Locate each line in the material below that contains the string "covered", and copy those lines out in full.

* * * * * * * * *

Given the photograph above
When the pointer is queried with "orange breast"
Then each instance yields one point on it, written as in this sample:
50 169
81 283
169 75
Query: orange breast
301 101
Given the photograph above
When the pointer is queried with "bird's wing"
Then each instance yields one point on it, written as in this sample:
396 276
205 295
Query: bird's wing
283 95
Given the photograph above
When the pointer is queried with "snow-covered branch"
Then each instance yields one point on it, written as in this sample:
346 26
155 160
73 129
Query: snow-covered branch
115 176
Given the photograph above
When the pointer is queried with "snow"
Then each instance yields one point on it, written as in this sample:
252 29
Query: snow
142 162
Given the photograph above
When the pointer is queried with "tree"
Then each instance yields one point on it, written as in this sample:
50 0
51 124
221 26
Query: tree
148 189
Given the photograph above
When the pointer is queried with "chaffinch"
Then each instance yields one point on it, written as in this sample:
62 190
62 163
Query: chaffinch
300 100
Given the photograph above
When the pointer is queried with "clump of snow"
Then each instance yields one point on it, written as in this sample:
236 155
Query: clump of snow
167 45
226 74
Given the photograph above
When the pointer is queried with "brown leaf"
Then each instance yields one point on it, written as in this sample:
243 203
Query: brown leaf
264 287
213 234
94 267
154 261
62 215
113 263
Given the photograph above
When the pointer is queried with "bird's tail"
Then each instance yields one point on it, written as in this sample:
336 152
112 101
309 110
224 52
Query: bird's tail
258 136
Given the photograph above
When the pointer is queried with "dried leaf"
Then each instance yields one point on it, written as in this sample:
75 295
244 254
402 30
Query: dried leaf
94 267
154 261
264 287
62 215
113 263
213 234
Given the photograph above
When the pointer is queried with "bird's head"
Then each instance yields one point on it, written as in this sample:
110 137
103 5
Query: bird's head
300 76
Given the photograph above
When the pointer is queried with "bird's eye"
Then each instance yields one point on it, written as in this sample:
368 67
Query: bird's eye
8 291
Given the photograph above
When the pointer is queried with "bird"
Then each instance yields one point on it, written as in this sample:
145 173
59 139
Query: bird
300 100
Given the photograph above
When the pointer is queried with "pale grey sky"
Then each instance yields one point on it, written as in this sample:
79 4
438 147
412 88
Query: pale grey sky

* * * * * * * * *

The completed task:
When the pointer is queried with "snow-covered branch"
Query: snow-covered branch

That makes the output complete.